The tribological tests were conducted in ambient air using a HT-1000 ball-on-disk high-temperature tribometer (made in Zhong Ke Kai Hua Corporation, China) according to the ASTM Standard G99-95.²¹ The disks were TX and the counterparts were commercial Si₃N₄ ceramic balls with a diameter of 6 mm (about HV 15 ± 0.5 GPa). The frictional tests were carried out at different temperatures of 25, 150, 300, 450 and 600 °C under the same conditions of 20 N load per bearing section and 0.35 m s⁻¹ gliding speed. A schematic diagram of the ball-on-disk wear test is shown in Fig. 1. The as-prepared TX were cleaned by acetone and dried by hot air before the test. Furthermore, the tests were performed at a relative humidity of 55–65% and for an 80 min dry sliding wear test.

Fig. 1 The schematic diagram of ball-on-disk wear test.

The friction coefficients were recorded by the computer system of the tribometer as sliding continued. The friction coefficients were measured when steady state was obtained in the friction test. The cross-sectional profiles of worn surfaces were measured by the surface profiler of ST400 (Nanovea, USA). The wear results of TX had been presented as a specific wear rate and could be calculated according to the formula presented as follows:

W = V/(S × F) (1)

where V is the wear volume (mm³), F is the applied load (N) and S is the sliding distance (m). V was determined by the profiles of the cross section of the wear scars, which were measured using a surface profile meter:

V = A × L (2)

Entries from the dataset:
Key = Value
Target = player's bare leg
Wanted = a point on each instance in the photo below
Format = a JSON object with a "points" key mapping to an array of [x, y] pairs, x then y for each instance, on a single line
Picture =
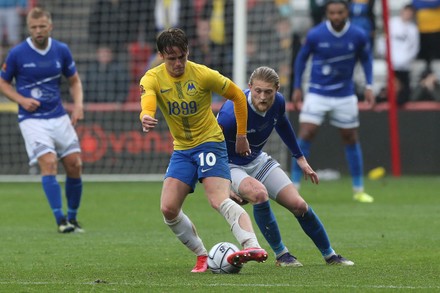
{"points": [[173, 195], [217, 191]]}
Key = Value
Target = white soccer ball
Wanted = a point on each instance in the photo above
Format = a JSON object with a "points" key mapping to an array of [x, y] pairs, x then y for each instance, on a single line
{"points": [[217, 259]]}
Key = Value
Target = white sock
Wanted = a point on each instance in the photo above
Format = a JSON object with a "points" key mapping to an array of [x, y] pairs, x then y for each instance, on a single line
{"points": [[187, 234], [232, 212]]}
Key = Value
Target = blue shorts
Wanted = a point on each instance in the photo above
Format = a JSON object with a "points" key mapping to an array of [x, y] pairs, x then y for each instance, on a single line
{"points": [[209, 159]]}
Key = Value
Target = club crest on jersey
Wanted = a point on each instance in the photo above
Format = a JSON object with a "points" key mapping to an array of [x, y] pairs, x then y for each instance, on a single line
{"points": [[36, 93], [190, 88]]}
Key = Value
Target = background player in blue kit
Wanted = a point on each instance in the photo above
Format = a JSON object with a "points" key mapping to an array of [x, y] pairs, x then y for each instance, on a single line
{"points": [[336, 47], [257, 177], [37, 65]]}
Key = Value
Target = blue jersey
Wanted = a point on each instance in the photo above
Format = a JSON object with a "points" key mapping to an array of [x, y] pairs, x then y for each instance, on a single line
{"points": [[38, 75], [335, 55], [259, 128]]}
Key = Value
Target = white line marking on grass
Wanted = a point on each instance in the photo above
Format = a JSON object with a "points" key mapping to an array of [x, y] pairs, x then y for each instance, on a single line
{"points": [[149, 285]]}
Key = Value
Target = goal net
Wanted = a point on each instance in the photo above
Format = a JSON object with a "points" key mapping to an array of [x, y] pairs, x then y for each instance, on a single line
{"points": [[113, 45]]}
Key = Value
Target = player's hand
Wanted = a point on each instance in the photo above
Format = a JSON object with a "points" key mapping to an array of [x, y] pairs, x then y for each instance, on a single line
{"points": [[77, 114], [307, 170], [370, 99], [30, 104], [297, 99], [235, 197], [242, 146], [148, 123]]}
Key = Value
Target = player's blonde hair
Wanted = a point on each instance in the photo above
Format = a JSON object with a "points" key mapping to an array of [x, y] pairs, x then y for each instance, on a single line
{"points": [[266, 74], [38, 12]]}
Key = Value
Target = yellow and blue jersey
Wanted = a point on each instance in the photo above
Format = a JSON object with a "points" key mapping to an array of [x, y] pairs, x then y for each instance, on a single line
{"points": [[185, 102]]}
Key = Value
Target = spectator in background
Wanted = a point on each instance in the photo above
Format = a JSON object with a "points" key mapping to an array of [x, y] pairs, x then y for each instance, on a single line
{"points": [[106, 78], [11, 13], [362, 15], [404, 42], [317, 11], [428, 88], [428, 22]]}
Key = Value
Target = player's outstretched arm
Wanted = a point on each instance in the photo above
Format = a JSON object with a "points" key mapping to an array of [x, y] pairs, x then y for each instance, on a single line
{"points": [[76, 91]]}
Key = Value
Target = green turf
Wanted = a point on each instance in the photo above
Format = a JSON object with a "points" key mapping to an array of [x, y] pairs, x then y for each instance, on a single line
{"points": [[127, 247]]}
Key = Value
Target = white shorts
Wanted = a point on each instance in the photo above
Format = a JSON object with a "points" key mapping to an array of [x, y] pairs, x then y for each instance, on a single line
{"points": [[343, 112], [55, 135], [266, 170]]}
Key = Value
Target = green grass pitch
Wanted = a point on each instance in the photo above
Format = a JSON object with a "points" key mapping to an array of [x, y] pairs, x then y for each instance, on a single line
{"points": [[394, 242]]}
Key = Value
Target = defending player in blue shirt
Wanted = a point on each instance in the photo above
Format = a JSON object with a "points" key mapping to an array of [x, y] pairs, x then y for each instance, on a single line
{"points": [[257, 177], [336, 47], [37, 65]]}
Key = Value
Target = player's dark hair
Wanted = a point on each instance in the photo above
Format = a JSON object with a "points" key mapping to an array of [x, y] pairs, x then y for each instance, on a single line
{"points": [[38, 12], [170, 38], [266, 74], [328, 2]]}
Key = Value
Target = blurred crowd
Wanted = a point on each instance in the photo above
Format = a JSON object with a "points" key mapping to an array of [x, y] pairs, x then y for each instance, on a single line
{"points": [[121, 36]]}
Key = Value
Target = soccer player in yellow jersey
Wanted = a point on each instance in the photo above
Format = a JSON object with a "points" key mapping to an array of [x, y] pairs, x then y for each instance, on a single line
{"points": [[182, 89]]}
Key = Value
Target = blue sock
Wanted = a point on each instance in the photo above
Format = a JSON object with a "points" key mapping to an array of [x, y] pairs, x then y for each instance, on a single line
{"points": [[267, 223], [313, 227], [353, 153], [73, 195], [52, 190], [296, 172]]}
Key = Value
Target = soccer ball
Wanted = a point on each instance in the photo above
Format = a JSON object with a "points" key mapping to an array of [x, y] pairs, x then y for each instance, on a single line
{"points": [[217, 259]]}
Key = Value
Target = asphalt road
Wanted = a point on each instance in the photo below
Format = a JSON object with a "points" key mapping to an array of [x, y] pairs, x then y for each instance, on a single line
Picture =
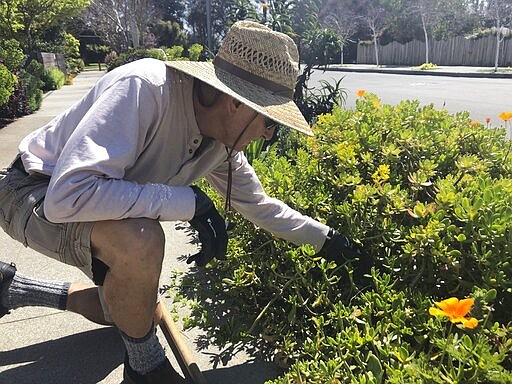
{"points": [[482, 97]]}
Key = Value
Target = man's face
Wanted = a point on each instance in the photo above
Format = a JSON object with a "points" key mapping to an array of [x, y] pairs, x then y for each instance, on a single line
{"points": [[247, 126]]}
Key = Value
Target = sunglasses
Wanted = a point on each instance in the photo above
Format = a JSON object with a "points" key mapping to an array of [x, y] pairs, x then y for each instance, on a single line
{"points": [[270, 124]]}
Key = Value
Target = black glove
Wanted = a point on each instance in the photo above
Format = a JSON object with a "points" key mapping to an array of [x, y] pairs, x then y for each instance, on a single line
{"points": [[340, 249], [211, 229]]}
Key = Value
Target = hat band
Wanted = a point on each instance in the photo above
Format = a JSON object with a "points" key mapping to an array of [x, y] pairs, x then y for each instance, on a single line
{"points": [[275, 88]]}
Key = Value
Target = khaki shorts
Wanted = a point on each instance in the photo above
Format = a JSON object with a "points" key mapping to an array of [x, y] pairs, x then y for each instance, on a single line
{"points": [[22, 218]]}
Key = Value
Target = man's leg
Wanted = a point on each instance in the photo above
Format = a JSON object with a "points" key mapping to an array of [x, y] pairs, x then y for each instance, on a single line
{"points": [[133, 249]]}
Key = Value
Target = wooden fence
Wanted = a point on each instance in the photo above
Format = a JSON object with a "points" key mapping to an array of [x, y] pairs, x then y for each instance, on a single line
{"points": [[455, 51]]}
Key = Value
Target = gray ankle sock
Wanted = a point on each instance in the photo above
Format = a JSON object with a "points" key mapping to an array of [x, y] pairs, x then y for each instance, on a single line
{"points": [[145, 353], [24, 291]]}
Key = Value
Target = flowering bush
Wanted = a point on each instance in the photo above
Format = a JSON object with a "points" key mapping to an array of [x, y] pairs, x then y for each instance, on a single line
{"points": [[429, 195]]}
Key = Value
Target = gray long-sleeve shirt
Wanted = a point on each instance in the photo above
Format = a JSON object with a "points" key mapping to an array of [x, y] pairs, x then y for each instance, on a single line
{"points": [[128, 148]]}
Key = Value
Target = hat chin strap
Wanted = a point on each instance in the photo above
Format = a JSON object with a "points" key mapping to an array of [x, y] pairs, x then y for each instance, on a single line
{"points": [[229, 159]]}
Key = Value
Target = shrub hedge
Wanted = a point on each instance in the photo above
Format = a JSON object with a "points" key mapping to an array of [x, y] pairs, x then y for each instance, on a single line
{"points": [[429, 195]]}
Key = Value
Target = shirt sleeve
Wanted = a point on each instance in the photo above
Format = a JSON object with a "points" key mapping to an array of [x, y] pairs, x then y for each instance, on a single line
{"points": [[249, 198], [87, 183]]}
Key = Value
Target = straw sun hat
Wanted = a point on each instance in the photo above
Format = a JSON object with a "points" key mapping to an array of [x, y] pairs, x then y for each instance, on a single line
{"points": [[258, 67]]}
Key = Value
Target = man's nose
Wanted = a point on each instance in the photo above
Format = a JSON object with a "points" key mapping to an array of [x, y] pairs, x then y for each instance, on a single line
{"points": [[268, 133]]}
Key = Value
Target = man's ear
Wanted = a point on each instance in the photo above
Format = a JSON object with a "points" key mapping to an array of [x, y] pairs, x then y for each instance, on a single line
{"points": [[233, 104]]}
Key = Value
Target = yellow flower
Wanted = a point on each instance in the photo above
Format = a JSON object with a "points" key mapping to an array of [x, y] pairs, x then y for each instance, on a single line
{"points": [[456, 310], [381, 174], [505, 115]]}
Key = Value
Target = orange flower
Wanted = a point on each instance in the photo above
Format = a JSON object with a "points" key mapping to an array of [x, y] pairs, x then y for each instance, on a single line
{"points": [[456, 310], [505, 115]]}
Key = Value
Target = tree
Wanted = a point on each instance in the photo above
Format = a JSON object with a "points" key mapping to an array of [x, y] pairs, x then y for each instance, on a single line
{"points": [[120, 23], [500, 14], [376, 19], [172, 10], [343, 20], [224, 14], [28, 20], [169, 33]]}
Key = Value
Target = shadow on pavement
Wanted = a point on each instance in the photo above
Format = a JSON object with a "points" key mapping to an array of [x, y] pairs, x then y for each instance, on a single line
{"points": [[89, 357], [248, 373], [84, 358]]}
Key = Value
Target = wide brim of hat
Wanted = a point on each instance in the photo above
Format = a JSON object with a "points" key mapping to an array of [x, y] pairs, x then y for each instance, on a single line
{"points": [[278, 108]]}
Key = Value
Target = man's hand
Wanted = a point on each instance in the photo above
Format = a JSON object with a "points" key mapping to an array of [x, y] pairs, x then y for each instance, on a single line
{"points": [[340, 249], [211, 229]]}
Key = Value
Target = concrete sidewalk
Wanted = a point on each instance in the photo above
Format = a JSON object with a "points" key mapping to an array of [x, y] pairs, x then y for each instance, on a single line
{"points": [[41, 345], [452, 71]]}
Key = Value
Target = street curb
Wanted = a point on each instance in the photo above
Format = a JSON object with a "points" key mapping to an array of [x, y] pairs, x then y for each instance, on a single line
{"points": [[423, 73]]}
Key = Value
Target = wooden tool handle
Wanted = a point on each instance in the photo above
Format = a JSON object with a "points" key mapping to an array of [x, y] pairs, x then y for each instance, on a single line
{"points": [[179, 347]]}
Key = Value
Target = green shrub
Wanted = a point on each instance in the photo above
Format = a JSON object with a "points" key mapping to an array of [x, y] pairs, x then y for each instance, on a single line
{"points": [[53, 78], [11, 54], [7, 84], [174, 53], [429, 195], [194, 52]]}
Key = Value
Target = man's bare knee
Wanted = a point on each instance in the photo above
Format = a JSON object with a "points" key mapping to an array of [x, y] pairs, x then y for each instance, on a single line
{"points": [[129, 245]]}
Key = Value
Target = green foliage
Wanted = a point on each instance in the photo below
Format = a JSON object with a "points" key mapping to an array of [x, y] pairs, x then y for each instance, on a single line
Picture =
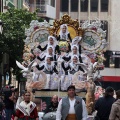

**Brief 1**
Summarize the tribological test description in two sentences.
**Brief 2**
Carry on the tribological test description from its final line.
The material has no connection to the text about tribological testing.

**Exercise answer 1**
Dry sliding wear tests were run in ambient air on an HT-1000 ball-on-disk high-temperature tribometer according to ASTM G99-95, with 6 mm Si₃N₄ balls sliding against TX disks at 25, 150, 300, 450 and 600 °C under a 20 N load and a 0.35 m s⁻¹ speed for 80 min. Friction coefficients were recorded once a steady state was reached, and wear was given as a specific wear rate, W = V/(S × F), where the wear volume V came from cross-sectional profiles of the wear scars.

**Exercise answer 2**
where A is the cross-sectional area of the wear scar (mm²) and L is the perimeter of the wear track (mm). Fig. 2 shows the representative morphology of the wear scar of TX sliding against the Si₃N₄ ball obtained after tests at 150 °C. As shown in Fig. 2, when the measuring stylus of the surface profiler of ST400 slowly moved across the wear scar along the straight line AA (see 3D profile of the wear scar in Fig. 2a), the coordinate positions of the measuring stylus was continuously recorded to form a 2D cross-section profile (see Fig. 2b). Similarly, the cross-sectional area A was measured eight times at different locations, and then the mean cross-sectional area A of the wear scar was acquired. Three tribological tests were repeatedly carried out under different testing conditions.

Fig. 2 Representative morphology of the wear scar of TX sliding against the Si₃N₄ ball after tests at 150 °C: 3D profile of the wear scar (a) and 2D profile of the wear scar (b).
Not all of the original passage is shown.